--- Extract to read Enclosed Below ---

And interracial marriage would have been "turned down" if the people had voted on it. Should that have happened in 1965?(when the SCOTUS struck down all anti-miscegenation laws) Should the SCOTUS have just let the "will of the people" decide when blacks could marry whites?" How about when courts decided that women could own property inside of the marriage separate from her husband? What do you think would have happened if "the people" had voted on that? Keep in mind, those court cases occurred before women could vote.
The gay community can scream all they want about freedom and rights but they were denied NONE because they did not exist. Now we have the SCOTUS defeating laws that were legitimately passed something that Obama railed against when it came to Obamacare.
In Prop 8, rights
already granted were taken away by a people's initiative. While the law was indeed "legitimately passed", the law itself was unconstitutional. It would be just as if the voters of CA passed any other unconstitutional initiative. There is a reason for the three,
separate, branches of government and why we have a judicial system to challenges violations of our individual rights.
Setting aside the sexual aspect of gay marriage
Why was it even something you considered and had to set aside? Is the sexual aspect something you ponder upon a great deal?
there is a HUGE economic impact. Could it be that the state of CA and its voters saw the economic impact and decided it was just too big? Of course that is highly probable for the state of CA but that ain't how the picture is painted.
Yes, it will have an impact...a positive one by ALL reports and studies.

--- End of Enclosed Extract to read ---

## Instructions for the task
Please carry the Prop 8 and same-sex marriage debate forward from its last line. The rows after this come from a separate source and have no connection to the Prop 8 debate.

--- Records supplied Enclosed Below ---

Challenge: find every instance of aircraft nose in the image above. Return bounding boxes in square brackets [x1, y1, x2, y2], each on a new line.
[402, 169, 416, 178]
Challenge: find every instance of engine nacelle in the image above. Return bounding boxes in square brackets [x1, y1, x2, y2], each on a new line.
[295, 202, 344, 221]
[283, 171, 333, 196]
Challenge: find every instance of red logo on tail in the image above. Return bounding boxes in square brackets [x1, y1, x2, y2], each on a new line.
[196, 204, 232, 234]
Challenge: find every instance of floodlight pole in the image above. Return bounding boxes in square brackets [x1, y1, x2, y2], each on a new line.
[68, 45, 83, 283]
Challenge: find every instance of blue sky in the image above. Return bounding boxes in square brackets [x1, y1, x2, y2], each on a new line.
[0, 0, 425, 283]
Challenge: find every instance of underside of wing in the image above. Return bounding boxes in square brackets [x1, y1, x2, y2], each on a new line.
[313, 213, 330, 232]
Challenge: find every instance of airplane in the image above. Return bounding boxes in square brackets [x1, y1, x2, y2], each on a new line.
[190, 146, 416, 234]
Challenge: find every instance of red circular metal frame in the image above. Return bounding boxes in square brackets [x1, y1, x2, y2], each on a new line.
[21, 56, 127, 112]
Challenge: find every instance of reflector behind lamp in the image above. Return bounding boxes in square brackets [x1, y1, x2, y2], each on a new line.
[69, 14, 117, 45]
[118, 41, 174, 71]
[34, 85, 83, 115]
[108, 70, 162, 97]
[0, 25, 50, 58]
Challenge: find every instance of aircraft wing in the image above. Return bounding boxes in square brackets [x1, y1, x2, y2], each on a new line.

--- End of Enclosed Records supplied ---

## Result
However, more than a decade of research by myself and other economists and analysis by the Congressional Budget Office under the direction of Douglas Holtz-Eakin suggests just the opposite: that state and federal budgets will actually get a positive boost if gay couples are allowed to marry. Any additional state and federal spending on benefits would be outweighed by savings from lower cash assistance and Medicaid spending. Moreover, many same-sex couples would also discover - unhappily, one imagines - the marriage penalty in the federal income tax system, resulting in a likely increase in tax revenue.
And here's something the government might consider in reckoning the bottom line with regard to legalizing gay marriage: Hundreds of thousands of excited couples would start planning weddings, generating at least $1.5 billion, by my calculations, in spending on flowers, cakes, bands, meals, photographers, hotels, tourism in general, suits and gowns (not to mention those one-off gowns for the members of the bridal party). And of course all those purchases generate millions in sales tax revenue for state and local governments.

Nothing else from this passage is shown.